The adult worm collection was completed in 30 people (15 men and 15 women; 20-65 years; 19 in Saravane and 11 in Champasak) (Table 2). A total of 543,852 helminth specimens were recovered (average of 18,128 per person; range 6-129,238 worms per person). Intestinal flukes were recovered in all 30 cases (100.0%), and O. viverrini was recovered in 17 cases (56.7%). The total number of H. taichui specimens recovered in Saravane and Champasak province were 409,738 (n=19; average 21,562 per person) and 132,865 (n=11; average 12,078 per person), respectively, which was markedly higher than the other helminth parasite species (Table 2). The next most frequent species was H. pumilio, with 796 (n=19; average 41.9 per person) and 247 (n=11; average 22.5 per person) in Saravane and Champasak province, respectively (Table 2), followed by O. viverrini, with 179 (n=19; average 9.4 per person) and 17 (n=11; average 1.5 per person) in Saravane and Champasak province, respectively (Table 2). Small numbers of specimens were collected for Taenia saginata, C. formosanus, P. molenkampi, and E. japonicus from a small number of people (Table 2). Two Haplorchis spp. comprised 99.96% (99.95% and 99.98% in Saravane and Champasak province, respectively) of the total helminth specimens recovered, whereas O. viverrini comprised only 0.04% (0.04% and 0.01% in Saravane and Champasak province, respectively). The highest worm load of H. taichui collected from a single person was 129,159 in Champasak province, followed by 97,791 and 71,647 in Saravane province.


An extremely high predominance of intestinal flukes, in particular, H. taichui, was evident in Saravane and Champasak province. The liver fluke, O. viverrini, constituted only a very small portion of the helminths infected among the riparian people in the surveyed localities. Therefore, we could confirm that the real O. viverrini heavy endemic areas in Lao PDR include Vientiane municipality and Savannakhet province, based on the previous results from our research group [10,11]. Haplorchis spp. dominate in Khammouane, Saravane, and Champasak provinces with only a low-grade endemicity of opisthorchiasis, based on our previous observations [10,14] and those of the present study. Phongsaly province [15] and Luang Prabang and Xiengkhouang provinces are also Haplorchis-dominant areas without O. viverrini endemicity (to be published).

**What to do:**
Return, word for word, the part of the fluke survey text starting at "An extremely high" and ending at "(to be published).".

**Record extracts:**
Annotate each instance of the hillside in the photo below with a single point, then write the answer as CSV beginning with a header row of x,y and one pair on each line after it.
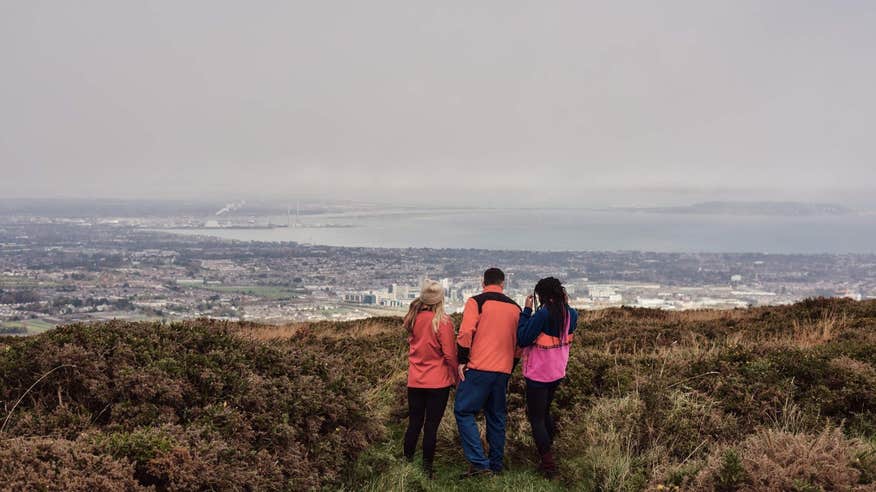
x,y
777,398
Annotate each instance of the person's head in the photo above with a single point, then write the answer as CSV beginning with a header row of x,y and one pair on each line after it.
x,y
552,295
431,299
494,276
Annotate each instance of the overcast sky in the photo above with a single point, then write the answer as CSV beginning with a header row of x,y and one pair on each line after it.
x,y
434,100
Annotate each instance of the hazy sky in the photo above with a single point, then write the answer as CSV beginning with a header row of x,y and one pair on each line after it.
x,y
434,100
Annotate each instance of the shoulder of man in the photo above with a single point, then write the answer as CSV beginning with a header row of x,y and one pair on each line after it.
x,y
483,297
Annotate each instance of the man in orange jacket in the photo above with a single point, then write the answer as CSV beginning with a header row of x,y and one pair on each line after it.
x,y
487,351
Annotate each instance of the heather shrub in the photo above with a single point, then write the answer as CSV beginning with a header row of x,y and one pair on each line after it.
x,y
190,406
44,463
701,400
777,460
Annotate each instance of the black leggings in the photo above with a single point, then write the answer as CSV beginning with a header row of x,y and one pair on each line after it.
x,y
538,409
424,406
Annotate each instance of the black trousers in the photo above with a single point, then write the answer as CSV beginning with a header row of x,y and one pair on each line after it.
x,y
426,409
538,409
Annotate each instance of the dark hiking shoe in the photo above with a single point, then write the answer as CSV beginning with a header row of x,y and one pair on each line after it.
x,y
474,472
548,466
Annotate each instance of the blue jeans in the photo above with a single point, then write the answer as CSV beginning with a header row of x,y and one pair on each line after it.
x,y
482,391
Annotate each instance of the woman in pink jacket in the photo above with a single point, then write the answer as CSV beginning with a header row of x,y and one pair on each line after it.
x,y
431,369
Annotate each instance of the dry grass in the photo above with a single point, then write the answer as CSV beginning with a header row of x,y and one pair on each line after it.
x,y
779,460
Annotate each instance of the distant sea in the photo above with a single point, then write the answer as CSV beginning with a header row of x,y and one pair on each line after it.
x,y
574,230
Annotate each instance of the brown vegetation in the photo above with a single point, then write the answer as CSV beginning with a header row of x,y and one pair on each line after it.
x,y
778,398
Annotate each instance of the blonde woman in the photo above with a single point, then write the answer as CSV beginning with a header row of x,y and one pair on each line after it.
x,y
431,369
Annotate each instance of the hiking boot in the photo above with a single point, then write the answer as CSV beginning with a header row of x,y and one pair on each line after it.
x,y
474,472
548,466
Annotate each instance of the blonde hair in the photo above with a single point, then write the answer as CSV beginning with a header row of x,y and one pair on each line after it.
x,y
431,299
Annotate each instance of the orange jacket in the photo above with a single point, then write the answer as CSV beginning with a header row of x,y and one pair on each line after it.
x,y
432,357
488,334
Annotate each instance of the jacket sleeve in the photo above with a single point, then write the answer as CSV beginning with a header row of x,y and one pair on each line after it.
x,y
530,326
573,320
447,339
467,330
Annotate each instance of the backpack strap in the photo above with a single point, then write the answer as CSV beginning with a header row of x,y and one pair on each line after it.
x,y
483,297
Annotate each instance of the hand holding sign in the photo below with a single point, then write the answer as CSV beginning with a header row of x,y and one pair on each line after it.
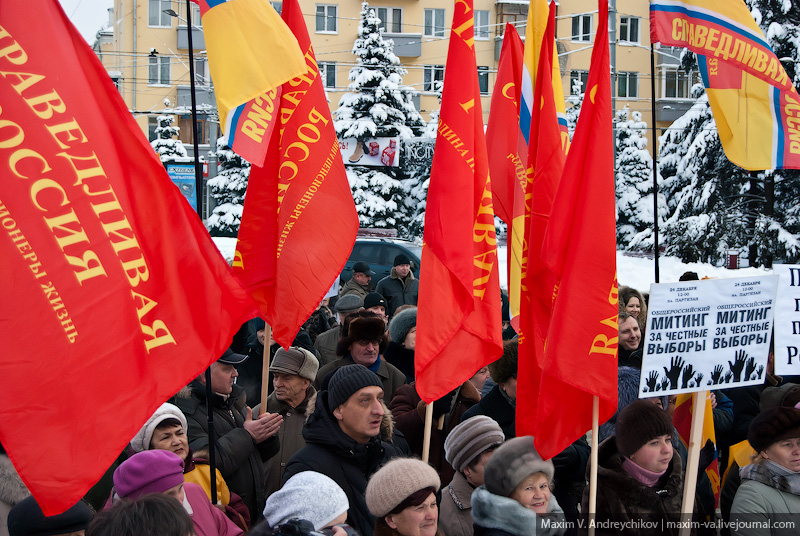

**Solution for this task:**
An extremely high predominance of intestinal flukes, in particular, H. taichui, was evident in Saravane and Champasak province. The liver fluke, O. viverrini, constituted only a very small portion of the helminths infected among the riparian people in the surveyed localities. Therefore, we could confirm that the real O. viverrini heavy endemic areas in Lao PDR include Vientiane municipality and Savannakhet province, based on the previous results from our research group [10,11]. Haplorchis spp. dominate in Khammouane, Saravane, and Champasak provinces with only a low-grade endemicity of opisthorchiasis, based on our previous observations [10,14] and those of the present study. Phongsaly province [15] and Luang Prabang and Xiengkhouang provinces are also Haplorchis-dominant areas without O. viverrini endemicity (to be published).